*** Opening of Supplied text ***

Samjhauta blasts: NIA seeks details of LeT financier Qasmani’s role from US

“No move to soften case against RSS leader Aseemanand”.

April 16, 2016 03:25 am | Updated October 13, 2016 11:01 pm IST - NEW DELHI

Years after the National Investigation Agency arrested leaders of extremist Hindu groups in connection with the Samjhauta train blasts of 2007, its Director-General Sharad Kumar says the agency has requested the U.S. for information on a key financier of the Lashkar-e-Taiba in the case.

Mr. Kumar said he had gone to the U.S. “to pursue pending requests under the Mutual Legal Assistance Treaty (MLAT). The case of LeT financier Arif Qasmani was one of them, and we have asked them [U.S. authorities] to send further details of Qasmani’s role in the Samjhauta blasts.”

Mr. Kumar’s statement comes on the heels of a series of moves by the NIA to review cases of “Hindu terror” between 2006 and 2008. Sixty-eight people, mostly Pakistanis, were killed in the >Samjhauta train blasts in February 2007, and the explosives were traced to Indore. In the 2008 Malegaon blasts, the NIA opposed the discharge of nine Muslim youths last week, despite its charge sheet having named Abhinav Bharat, an extremist group.

However, officials The Hindu spoke to denied any move to soften the case against RSS leader Aseemanand in the Samjhauta case by making enquiries about Arif Qasmani, who was designated a global terrorist by the U.N. 1267 Sanctions Committee.

*** Close of Supplied text ***

Work instructions.
1/ Please list every person the Samjhauta blasts report names.
2/ Rewrite the Samjhauta blasts report starting at "Years after the" and ending at "in the case.", replacing "requested" with "asked".

*** Opening of Information shown ***

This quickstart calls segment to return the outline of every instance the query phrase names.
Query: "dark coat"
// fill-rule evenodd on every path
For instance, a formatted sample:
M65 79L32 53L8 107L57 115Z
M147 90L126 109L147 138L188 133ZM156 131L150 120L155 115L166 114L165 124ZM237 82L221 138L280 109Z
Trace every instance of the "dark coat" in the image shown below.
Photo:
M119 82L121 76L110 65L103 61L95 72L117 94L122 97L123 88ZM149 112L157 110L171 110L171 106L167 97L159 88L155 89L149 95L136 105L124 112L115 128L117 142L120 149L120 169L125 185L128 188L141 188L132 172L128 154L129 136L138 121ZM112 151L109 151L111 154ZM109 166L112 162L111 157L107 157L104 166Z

*** Close of Information shown ***
*** Opening of Information shown ***

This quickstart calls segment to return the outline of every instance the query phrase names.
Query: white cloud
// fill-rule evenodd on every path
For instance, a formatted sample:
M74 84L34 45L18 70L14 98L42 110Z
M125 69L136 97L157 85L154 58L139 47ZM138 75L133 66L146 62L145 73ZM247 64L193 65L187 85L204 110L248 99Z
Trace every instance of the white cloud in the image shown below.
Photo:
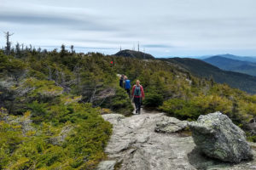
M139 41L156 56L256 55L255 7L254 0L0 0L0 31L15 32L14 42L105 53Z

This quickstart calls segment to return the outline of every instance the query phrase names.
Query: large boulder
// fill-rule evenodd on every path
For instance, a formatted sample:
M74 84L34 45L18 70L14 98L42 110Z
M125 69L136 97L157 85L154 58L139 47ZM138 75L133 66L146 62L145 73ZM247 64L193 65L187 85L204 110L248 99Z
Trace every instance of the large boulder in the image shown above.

*** Close of Information shown ***

Responses per task.
1/
Sharad Kumar
Arif Qasmani
Aseemanand

2/
Years after the National Investigation Agency arrested leaders of extremist Hindu groups in connection with the Samjhauta train blasts of 2007, its Director-General Sharad Kumar says the agency has asked the U.S. for information on a key financier of the Lashkar-e-Taiba in the case.